Referring expression pointing data
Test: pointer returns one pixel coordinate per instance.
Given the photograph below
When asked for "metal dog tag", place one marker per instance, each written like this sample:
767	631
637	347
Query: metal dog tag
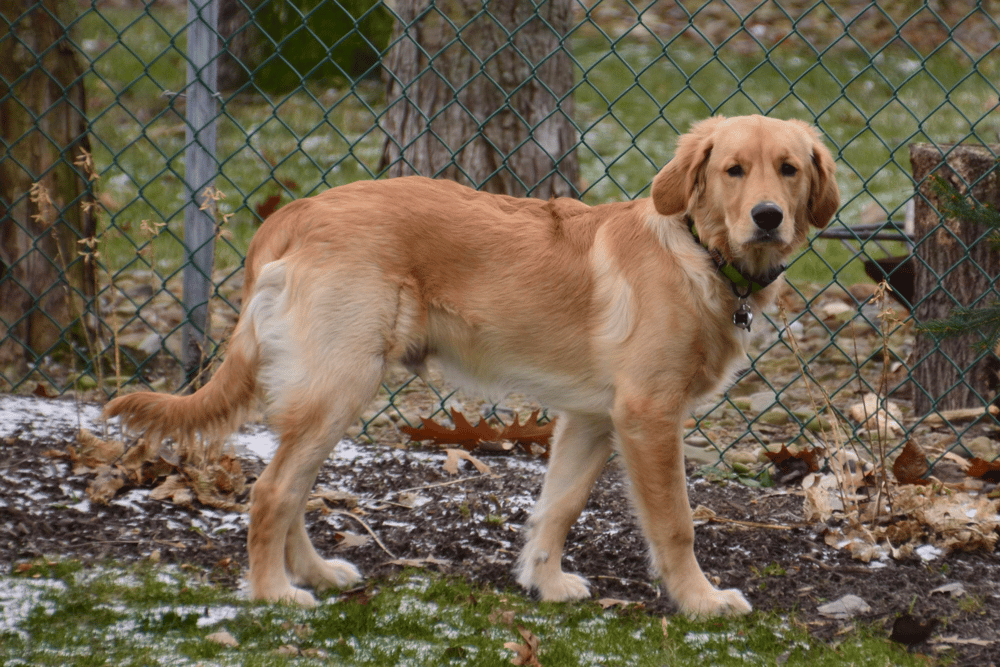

▶ **Work instruction**
Once the line containing "When asked for" is found, transcribe it and every line after it to the end of the records, exactly and with no pictures.

▶ **Answer for this exercise**
When asked for "metal dog tag", place one marker per instance, each written like this sample:
767	631
637	347
Query: metal dog tag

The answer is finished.